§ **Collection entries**
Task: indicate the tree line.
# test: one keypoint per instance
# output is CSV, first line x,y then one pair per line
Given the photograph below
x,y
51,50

* * *

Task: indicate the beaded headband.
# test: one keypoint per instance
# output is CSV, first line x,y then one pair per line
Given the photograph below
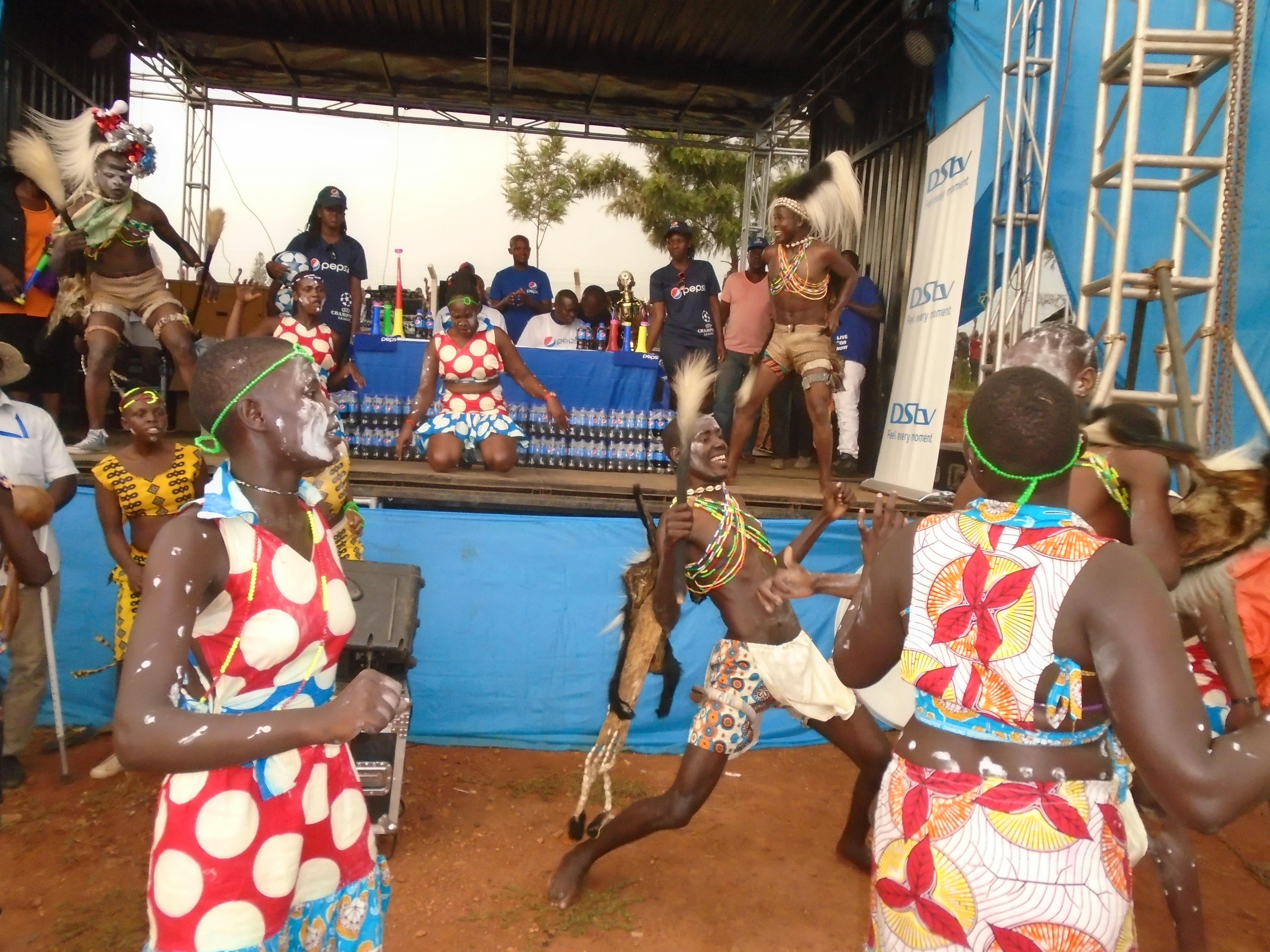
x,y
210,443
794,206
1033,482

§ **The problem**
Within the entries above, find every line where the string "Task" occurs, and copy it.

§ **Response**
Task: indicate the tree line.
Task: indicate the beaded headband.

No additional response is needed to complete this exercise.